:: TASK GOAL ::
Can you rewrite only the lines of the data running from the line with "the brass bowl." through the end of the data, with "keypoint" changed to "landmark" and nothing else altered?

-- -- --

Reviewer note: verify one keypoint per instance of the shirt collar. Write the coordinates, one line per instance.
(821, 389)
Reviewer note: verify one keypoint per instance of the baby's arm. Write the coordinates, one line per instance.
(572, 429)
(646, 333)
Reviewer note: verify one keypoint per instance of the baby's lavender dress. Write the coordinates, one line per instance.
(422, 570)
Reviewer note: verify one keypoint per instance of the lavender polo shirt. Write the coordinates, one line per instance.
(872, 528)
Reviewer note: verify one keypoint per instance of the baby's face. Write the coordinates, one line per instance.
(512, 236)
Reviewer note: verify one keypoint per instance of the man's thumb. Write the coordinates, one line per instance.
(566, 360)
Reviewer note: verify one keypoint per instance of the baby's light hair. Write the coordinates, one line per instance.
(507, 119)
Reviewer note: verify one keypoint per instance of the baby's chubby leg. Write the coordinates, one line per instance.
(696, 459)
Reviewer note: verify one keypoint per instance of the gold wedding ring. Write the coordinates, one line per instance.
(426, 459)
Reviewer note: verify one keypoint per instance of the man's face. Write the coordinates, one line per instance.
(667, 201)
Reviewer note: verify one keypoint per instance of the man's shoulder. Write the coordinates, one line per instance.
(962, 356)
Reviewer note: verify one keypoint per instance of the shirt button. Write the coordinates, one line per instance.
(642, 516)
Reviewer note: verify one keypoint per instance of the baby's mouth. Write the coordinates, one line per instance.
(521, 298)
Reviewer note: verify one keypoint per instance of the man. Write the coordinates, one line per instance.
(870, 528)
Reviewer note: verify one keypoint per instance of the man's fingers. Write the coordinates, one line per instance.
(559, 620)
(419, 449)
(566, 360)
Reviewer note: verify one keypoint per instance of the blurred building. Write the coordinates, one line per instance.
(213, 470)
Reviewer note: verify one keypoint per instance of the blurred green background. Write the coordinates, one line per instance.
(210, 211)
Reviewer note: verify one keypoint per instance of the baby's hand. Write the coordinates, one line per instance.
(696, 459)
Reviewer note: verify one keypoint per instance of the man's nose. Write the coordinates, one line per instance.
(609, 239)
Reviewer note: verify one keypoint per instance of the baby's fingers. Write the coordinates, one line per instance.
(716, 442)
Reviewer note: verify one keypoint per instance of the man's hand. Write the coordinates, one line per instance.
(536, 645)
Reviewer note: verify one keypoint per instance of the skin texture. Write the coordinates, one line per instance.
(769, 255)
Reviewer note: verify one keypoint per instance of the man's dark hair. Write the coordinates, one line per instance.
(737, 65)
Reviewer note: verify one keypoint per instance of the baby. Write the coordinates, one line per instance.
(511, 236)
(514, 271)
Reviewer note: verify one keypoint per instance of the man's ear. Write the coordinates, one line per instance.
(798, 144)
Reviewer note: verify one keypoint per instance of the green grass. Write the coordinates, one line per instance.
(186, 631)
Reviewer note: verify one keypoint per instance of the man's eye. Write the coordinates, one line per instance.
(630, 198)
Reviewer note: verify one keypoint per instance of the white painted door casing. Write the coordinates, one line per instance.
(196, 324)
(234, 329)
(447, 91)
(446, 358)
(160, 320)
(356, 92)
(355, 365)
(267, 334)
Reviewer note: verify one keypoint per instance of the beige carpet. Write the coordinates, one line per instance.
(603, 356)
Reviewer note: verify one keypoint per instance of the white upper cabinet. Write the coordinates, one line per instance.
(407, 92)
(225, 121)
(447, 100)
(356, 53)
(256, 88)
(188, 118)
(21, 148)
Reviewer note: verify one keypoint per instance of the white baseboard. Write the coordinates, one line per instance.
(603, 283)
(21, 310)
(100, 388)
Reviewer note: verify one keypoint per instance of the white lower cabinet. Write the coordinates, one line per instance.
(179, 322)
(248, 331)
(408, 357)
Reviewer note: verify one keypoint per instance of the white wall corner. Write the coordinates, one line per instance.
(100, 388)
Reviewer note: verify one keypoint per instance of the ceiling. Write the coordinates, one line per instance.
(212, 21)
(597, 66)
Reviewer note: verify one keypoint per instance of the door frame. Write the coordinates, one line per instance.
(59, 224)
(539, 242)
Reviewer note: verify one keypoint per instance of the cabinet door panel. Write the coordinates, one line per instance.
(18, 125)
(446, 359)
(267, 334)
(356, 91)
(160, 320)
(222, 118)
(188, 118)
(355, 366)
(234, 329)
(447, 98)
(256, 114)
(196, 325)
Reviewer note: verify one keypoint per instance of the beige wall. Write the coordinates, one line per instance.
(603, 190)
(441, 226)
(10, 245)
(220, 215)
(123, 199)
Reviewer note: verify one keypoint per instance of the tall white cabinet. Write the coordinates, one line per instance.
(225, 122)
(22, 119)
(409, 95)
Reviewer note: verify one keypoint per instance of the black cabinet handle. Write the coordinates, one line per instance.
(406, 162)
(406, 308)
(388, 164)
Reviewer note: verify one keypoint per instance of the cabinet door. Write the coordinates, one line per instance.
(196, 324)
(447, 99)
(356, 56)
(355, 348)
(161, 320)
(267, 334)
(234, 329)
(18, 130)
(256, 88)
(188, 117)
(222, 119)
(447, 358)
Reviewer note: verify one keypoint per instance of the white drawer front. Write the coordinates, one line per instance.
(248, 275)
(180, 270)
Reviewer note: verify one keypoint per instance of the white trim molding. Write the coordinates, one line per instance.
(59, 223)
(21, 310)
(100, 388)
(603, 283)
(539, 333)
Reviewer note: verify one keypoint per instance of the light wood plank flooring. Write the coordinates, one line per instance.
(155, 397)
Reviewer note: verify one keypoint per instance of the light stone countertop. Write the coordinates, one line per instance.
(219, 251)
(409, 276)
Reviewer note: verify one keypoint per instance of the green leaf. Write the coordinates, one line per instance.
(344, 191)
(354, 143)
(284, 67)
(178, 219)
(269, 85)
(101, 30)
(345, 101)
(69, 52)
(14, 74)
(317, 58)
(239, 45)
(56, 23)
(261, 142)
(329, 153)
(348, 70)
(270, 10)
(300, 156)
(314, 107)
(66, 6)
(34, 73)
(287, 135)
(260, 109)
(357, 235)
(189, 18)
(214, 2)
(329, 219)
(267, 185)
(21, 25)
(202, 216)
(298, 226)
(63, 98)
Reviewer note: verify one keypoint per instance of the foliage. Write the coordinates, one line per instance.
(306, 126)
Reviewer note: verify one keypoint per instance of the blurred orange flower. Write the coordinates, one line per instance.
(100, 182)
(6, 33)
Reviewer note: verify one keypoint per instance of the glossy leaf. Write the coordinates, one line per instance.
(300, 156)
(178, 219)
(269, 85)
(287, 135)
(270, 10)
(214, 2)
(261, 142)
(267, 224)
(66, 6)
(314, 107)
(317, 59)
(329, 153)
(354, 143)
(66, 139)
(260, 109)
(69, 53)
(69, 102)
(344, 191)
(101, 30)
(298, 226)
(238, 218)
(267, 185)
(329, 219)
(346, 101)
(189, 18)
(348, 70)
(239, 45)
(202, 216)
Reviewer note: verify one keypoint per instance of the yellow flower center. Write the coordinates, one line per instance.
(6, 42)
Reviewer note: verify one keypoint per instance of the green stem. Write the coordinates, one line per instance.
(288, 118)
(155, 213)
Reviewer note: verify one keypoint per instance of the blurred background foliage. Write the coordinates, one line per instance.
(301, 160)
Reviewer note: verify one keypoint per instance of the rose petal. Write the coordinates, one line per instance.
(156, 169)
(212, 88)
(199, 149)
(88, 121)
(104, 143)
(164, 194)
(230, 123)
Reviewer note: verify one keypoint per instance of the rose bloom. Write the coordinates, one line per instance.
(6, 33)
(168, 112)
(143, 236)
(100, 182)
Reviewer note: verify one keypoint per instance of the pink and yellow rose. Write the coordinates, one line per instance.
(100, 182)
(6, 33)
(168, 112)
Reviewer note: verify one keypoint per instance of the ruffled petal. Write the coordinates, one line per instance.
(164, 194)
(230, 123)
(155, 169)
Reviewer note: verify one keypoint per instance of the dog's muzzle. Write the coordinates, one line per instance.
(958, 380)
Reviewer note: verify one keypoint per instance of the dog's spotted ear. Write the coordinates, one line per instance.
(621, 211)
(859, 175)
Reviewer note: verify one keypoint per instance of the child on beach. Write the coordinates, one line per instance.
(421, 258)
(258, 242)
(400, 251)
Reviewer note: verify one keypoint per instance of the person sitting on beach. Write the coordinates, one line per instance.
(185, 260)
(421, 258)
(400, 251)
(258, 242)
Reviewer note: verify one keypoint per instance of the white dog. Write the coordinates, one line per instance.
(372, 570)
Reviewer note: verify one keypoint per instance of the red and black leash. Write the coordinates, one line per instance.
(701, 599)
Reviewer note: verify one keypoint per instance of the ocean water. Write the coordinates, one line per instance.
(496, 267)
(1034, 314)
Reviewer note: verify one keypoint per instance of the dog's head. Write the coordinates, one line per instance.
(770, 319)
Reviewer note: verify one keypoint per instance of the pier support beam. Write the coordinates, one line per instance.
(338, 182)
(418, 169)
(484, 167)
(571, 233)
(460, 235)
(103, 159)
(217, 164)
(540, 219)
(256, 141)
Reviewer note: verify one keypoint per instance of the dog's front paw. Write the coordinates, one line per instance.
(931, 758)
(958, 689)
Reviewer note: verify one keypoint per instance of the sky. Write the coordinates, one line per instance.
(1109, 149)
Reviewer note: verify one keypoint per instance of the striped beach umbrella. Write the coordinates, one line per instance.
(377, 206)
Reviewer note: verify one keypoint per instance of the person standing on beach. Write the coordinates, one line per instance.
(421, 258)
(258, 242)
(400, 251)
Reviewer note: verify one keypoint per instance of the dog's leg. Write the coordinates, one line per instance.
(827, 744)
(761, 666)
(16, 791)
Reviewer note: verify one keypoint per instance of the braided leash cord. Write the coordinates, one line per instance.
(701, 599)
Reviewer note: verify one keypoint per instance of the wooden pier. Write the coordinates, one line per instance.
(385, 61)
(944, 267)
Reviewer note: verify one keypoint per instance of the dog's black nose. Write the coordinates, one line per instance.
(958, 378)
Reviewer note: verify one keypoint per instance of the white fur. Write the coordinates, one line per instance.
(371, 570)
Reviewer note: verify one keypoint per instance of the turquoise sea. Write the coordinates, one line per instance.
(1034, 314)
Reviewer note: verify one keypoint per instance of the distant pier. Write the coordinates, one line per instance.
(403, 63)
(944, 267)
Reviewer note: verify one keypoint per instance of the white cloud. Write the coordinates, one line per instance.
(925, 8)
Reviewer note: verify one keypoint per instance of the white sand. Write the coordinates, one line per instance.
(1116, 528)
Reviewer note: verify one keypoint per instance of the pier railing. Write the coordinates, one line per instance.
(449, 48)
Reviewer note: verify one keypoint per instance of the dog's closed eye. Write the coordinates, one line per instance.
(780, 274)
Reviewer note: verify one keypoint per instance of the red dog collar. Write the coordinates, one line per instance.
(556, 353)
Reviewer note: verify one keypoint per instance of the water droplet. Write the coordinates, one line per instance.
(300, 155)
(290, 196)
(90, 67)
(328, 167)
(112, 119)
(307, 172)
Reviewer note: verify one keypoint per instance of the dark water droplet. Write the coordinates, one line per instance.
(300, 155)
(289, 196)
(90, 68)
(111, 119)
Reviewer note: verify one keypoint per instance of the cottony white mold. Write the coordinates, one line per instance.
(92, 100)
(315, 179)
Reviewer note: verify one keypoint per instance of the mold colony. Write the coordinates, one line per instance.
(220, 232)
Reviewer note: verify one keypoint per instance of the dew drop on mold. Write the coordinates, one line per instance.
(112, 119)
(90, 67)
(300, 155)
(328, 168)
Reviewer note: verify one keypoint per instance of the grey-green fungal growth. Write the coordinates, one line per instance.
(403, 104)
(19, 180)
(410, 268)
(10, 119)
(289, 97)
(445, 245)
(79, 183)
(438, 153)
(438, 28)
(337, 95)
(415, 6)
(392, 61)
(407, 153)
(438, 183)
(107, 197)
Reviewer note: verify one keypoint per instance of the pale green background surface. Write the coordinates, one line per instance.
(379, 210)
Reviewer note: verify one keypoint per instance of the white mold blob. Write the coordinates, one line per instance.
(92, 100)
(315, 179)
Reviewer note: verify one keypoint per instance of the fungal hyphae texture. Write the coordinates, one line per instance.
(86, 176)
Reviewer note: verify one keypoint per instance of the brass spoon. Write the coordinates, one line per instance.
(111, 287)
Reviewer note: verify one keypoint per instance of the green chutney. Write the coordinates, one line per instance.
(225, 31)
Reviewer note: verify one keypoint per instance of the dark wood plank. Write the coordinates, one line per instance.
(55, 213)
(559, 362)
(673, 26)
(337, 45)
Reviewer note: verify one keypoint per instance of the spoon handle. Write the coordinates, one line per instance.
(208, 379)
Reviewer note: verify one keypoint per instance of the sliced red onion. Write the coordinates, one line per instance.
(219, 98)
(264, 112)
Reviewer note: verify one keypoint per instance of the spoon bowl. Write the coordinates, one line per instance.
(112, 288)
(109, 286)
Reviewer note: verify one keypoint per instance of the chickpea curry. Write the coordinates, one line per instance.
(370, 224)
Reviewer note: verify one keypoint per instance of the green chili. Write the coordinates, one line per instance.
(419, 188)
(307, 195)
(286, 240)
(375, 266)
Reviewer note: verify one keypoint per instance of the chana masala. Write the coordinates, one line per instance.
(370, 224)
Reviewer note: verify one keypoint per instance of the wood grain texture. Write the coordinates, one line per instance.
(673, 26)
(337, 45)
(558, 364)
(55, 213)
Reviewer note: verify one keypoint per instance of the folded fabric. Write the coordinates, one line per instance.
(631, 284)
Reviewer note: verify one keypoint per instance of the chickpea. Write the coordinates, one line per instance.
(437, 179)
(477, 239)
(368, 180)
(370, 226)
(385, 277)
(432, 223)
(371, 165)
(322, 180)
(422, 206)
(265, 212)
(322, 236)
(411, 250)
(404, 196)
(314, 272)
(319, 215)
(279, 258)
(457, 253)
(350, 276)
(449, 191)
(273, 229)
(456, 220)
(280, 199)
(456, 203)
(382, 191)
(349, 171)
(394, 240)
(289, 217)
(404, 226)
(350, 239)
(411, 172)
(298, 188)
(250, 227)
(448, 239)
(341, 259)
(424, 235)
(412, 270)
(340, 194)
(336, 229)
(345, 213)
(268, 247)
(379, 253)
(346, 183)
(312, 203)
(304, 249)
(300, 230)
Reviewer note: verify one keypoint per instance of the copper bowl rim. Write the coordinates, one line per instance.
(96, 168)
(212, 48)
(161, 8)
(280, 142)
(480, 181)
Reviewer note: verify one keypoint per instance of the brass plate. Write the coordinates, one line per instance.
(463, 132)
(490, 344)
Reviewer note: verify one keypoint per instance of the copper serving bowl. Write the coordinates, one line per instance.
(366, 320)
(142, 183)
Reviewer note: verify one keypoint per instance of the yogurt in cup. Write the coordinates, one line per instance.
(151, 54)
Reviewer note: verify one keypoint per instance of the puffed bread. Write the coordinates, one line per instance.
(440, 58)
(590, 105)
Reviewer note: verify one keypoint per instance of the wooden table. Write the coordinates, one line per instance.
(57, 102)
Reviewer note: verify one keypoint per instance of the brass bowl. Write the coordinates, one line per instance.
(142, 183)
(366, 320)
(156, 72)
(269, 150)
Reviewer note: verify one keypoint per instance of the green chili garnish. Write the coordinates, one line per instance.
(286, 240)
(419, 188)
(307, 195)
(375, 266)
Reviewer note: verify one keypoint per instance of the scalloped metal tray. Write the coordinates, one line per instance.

-- -- --

:: WORKED SOLUTION ::
Reviewer note: verify one landmark per instance of the brass bowl. Write the coordinates, one line per instance.
(142, 183)
(366, 320)
(156, 72)
(269, 150)
Reviewer note: verify one landmark per instance of the green chili garnish. Write the coordinates, one line per instance.
(286, 240)
(419, 188)
(307, 195)
(375, 266)
Reviewer note: verify one landmark per instance of the scalloped metal tray. Write the coordinates, one line per instance.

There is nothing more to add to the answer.